Work to be completed: Please convert every line of the entries below into a JSON list of strings, one string per line, leaving out any blank lines.

Records shown:
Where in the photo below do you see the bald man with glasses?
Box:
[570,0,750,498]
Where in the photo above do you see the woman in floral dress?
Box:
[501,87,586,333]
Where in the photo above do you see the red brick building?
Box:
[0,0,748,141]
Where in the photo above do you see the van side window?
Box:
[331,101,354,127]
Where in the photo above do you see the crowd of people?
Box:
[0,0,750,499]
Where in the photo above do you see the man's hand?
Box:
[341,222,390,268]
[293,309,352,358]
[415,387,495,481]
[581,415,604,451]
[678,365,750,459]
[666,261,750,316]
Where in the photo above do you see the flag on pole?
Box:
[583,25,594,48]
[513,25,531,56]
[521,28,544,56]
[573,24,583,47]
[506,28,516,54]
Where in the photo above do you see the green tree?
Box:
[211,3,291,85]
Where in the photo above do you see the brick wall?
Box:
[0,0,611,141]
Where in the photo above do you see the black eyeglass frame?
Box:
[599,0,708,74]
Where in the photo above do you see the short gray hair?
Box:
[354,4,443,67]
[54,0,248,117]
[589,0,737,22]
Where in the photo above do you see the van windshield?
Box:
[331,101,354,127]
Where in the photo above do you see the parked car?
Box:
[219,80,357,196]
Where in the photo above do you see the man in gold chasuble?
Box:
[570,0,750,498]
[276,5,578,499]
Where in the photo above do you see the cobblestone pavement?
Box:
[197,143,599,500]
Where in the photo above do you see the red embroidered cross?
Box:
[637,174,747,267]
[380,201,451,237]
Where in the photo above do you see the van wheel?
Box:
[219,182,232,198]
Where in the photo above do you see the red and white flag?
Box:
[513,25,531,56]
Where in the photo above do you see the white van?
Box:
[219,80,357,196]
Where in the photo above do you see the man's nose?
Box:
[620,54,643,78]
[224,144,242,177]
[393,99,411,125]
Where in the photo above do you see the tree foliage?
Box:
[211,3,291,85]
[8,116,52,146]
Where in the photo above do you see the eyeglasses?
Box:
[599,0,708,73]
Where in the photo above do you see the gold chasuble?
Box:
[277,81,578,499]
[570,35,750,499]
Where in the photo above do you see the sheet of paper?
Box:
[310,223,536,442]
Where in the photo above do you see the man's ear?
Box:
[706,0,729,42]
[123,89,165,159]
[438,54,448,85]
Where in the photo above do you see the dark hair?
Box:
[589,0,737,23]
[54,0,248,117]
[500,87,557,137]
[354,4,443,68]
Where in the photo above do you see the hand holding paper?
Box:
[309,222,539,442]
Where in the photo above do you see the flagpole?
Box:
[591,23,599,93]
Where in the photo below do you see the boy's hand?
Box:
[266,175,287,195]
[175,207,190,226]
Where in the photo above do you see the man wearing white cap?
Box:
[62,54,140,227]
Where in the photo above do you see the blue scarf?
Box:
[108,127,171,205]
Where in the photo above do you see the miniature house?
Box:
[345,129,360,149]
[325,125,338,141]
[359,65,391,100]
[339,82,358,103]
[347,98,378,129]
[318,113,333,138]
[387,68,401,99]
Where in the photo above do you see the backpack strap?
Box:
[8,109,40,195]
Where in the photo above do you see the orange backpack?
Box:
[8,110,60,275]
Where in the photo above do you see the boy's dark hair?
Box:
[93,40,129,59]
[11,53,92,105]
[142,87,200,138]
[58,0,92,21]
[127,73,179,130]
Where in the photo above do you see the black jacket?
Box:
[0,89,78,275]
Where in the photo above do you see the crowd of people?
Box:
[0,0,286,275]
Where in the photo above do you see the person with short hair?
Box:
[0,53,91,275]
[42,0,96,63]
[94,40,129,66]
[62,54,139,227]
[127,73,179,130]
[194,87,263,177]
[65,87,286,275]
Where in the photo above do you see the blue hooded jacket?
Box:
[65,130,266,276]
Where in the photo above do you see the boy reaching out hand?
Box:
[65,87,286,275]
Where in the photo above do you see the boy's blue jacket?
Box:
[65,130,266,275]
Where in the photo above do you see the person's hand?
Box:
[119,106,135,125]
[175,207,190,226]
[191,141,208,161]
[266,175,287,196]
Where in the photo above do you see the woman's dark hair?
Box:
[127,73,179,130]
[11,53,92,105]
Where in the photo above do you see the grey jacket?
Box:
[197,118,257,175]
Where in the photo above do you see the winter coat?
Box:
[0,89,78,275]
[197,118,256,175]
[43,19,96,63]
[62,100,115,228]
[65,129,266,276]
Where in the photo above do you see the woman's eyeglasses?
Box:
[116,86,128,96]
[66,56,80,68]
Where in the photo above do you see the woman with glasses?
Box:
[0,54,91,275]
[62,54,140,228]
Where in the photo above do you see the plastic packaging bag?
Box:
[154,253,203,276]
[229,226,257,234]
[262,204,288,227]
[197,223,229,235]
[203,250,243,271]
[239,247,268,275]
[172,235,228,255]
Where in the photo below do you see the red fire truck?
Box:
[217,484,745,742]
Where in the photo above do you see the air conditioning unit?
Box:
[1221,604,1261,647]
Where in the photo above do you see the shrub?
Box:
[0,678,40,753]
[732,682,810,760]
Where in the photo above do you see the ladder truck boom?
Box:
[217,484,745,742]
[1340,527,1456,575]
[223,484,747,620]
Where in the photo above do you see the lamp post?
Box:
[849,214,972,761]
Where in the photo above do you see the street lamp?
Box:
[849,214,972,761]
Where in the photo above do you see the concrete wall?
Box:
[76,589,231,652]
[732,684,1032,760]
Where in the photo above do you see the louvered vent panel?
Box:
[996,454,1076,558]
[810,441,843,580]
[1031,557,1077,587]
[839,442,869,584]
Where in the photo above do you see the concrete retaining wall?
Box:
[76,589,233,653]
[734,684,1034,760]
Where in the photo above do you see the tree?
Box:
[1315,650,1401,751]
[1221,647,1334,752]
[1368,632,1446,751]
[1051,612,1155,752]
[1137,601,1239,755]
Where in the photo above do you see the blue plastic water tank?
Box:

Answer in full:
[
  "Where in the photo below do you see the bald man with glasses?",
  "Box:",
  "[570,0,750,498]",
  "Where in the photo above do you see the woman in floral dress?",
  "Box:",
  "[501,87,586,333]",
  "Where in the photo above do you see the red brick building?",
  "Box:",
  "[0,0,748,141]",
  "Where in the photo above do you see the van side window?",
  "Box:",
  "[331,101,354,127]",
  "Where in the photo above do you see the crowd of people?",
  "Box:",
  "[0,0,750,499]",
  "Where in the photo above do you see the man's hand?",
  "Box:",
  "[341,222,390,268]",
  "[293,309,352,358]",
  "[415,387,495,481]",
  "[581,415,604,451]",
  "[678,365,750,459]",
  "[666,261,750,316]",
  "Where in the photo above do you see the flag on pole?",
  "Box:",
  "[583,25,594,48]",
  "[513,25,531,56]",
  "[521,28,544,56]",
  "[573,24,583,47]",
  "[506,28,516,54]",
  "Where in the photo above do you see the green tree?",
  "Box:",
  "[211,3,291,85]",
  "Where in the photo above do you see the brick wall?",
  "Box:",
  "[0,0,611,141]",
  "Where in the photo above do you see the black eyeglass frame?",
  "Box:",
  "[599,0,708,74]",
  "Where in the photo above do you see the short gray hair?",
  "Box:",
  "[354,4,443,67]",
  "[54,0,248,117]",
  "[589,0,737,22]",
  "Where in the photo above do you see the van windshield?",
  "Box:",
  "[331,101,354,127]",
  "Where in the photo above do you see the parked car?",
  "Box:",
  "[219,80,357,196]",
  "Where in the photo above do you see the man in gold chasuble?",
  "Box:",
  "[570,0,750,498]",
  "[276,5,578,499]",
  "Where in the photo above do you see the cobblestone pavement?",
  "Box:",
  "[197,143,599,500]",
  "Where in the photo above do you see the red embroidered cross?",
  "Box:",
  "[637,174,747,267]",
  "[380,201,451,237]",
  "Where in the photo above do you see the van wheel?",
  "Box:",
  "[219,182,232,198]",
  "Where in the photo above do you see the red and white flag?",
  "Box:",
  "[513,25,531,56]",
  "Where in the photo above do you see the white van?",
  "Box:",
  "[219,80,357,196]",
  "Where in the photo above do you see the man's nose?",
  "Box:",
  "[620,54,643,78]",
  "[224,144,242,177]",
  "[393,99,411,125]",
  "Where in the photo above do you see the tree foliage?",
  "Box:",
  "[211,3,291,85]",
  "[8,116,52,146]",
  "Where in the photo above do you see the eyeglasses?",
  "Box:",
  "[599,0,708,73]",
  "Where in the photo above do you see the gold chasuble?",
  "Box:",
  "[277,81,578,499]",
  "[570,35,750,499]",
  "Where in the photo above do you see the sheet of paper?",
  "Box:",
  "[310,223,536,442]",
  "Where in the photo above do you see the man's ear?",
  "Box:",
  "[706,0,729,42]",
  "[123,89,165,159]",
  "[438,54,448,85]",
  "Where in the photo above do you see the dark hair?",
  "Box:",
  "[589,0,737,23]",
  "[54,0,248,117]",
  "[500,87,557,137]",
  "[354,4,443,68]",
  "Where in the photo above do you see the hand holding paper?",
  "Box:",
  "[309,222,539,442]",
  "Where in the photo above do you see the flagpole?",
  "Box:",
  "[591,23,599,93]",
  "Where in the photo below do you see the boy's hand?",
  "Box:",
  "[266,175,287,195]",
  "[175,207,190,226]",
  "Where in the photo above do you see the man wearing white cap?",
  "Box:",
  "[62,54,140,227]",
  "Where in the photo above do you see the blue scarf?",
  "Box:",
  "[108,127,171,205]",
  "Where in the photo above do you see the miniature house?",
  "Box:",
  "[345,129,360,149]",
  "[325,125,338,141]",
  "[359,65,391,100]",
  "[339,82,358,103]",
  "[347,98,378,129]",
  "[318,113,333,138]",
  "[387,68,401,99]",
  "Where in the photo above do you see the backpack strap?",
  "Box:",
  "[8,109,40,195]",
  "Where in the photo above do you see the orange backpack?",
  "Box:",
  "[8,110,60,275]",
  "Where in the photo above do you see the boy's dark hair?",
  "Box:",
  "[93,40,129,59]",
  "[11,53,92,105]",
  "[142,87,200,138]",
  "[58,0,92,21]",
  "[127,73,179,130]",
  "Where in the photo above do you see the black jacket?",
  "Box:",
  "[0,89,78,275]",
  "Where in the photo above do you see the crowd of people?",
  "Box:",
  "[0,0,286,275]",
  "Where in the photo above do you see the person with short hair?",
  "Box:",
  "[0,53,91,275]",
  "[42,0,96,63]",
  "[94,40,129,66]",
  "[62,54,139,227]",
  "[127,73,179,130]",
  "[194,87,263,177]",
  "[65,87,286,275]",
  "Where in the photo above do you see the blue hooded jacket?",
  "Box:",
  "[65,130,266,276]",
  "Where in the photo above do you see the boy reaching out hand?",
  "Box:",
  "[65,87,286,275]",
  "Where in the photo above do you see the boy's blue jacket?",
  "Box:",
  "[65,130,266,275]",
  "Where in the photo above do you see the person's hand?",
  "Box:",
  "[119,106,135,125]",
  "[175,207,190,226]",
  "[191,141,208,161]",
  "[266,175,287,196]",
  "Where in the photo above do you see the woman's dark hair?",
  "Box:",
  "[127,73,179,130]",
  "[11,53,92,105]",
  "Where in the photo above do you see the grey jacket?",
  "Box:",
  "[197,118,257,175]",
  "Where in the photo above do you see the winter coat?",
  "Box:",
  "[0,89,78,275]",
  "[197,118,256,175]",
  "[43,19,96,63]",
  "[62,100,115,228]",
  "[65,129,266,276]",
  "Where in the photo above do you see the woman's eyeglasses?",
  "Box:",
  "[116,86,128,96]",
  "[66,56,80,68]",
  "Where in the photo above do you see the woman with glasses?",
  "Box:",
  "[0,54,91,275]",
  "[62,54,140,228]",
  "Where in the photo above do you see the plastic packaging bag?",
  "Box:",
  "[154,253,203,276]",
  "[229,226,257,234]",
  "[262,204,288,227]",
  "[197,223,229,235]",
  "[203,250,243,271]",
  "[239,247,268,275]",
  "[172,235,228,255]",
  "Where in the photo below do you see the red fire truck?",
  "Box:",
  "[217,484,745,742]",
  "Where in the photo above do you see the air conditioning unit?",
  "Box:",
  "[1221,604,1261,647]",
  "Where in the photo above do you see the shrub?",
  "Box:",
  "[0,678,40,753]",
  "[732,682,810,760]",
  "Where in the photo above do you see the ladder truck boom?",
  "Box:",
  "[217,484,745,742]",
  "[1340,527,1456,575]",
  "[223,484,747,620]",
  "Where in the photo above do you see the lamp post?",
  "Box:",
  "[849,214,972,761]",
  "Where in the photo above do you see the street lamp?",
  "Box:",
  "[849,214,972,761]",
  "Where in the photo above do you see the concrete wall?",
  "Box:",
  "[76,589,231,652]",
  "[732,684,1032,760]",
  "Where in the photo above do you see the louvered vent panel?",
  "Box:",
  "[996,454,1076,558]",
  "[810,441,843,580]",
  "[1031,557,1077,587]",
  "[839,442,869,584]",
  "Where in the photo above do you see the concrete retaining wall?",
  "Box:",
  "[76,589,233,653]",
  "[734,684,1034,760]",
  "Where in the photo above do you see the tree?",
  "Box:",
  "[1315,650,1401,751]",
  "[1221,647,1334,752]",
  "[1368,632,1446,751]",
  "[1051,612,1155,752]",
  "[1137,601,1239,755]",
  "Where in the photo above do you see the blue plastic water tank?",
  "Box:"
]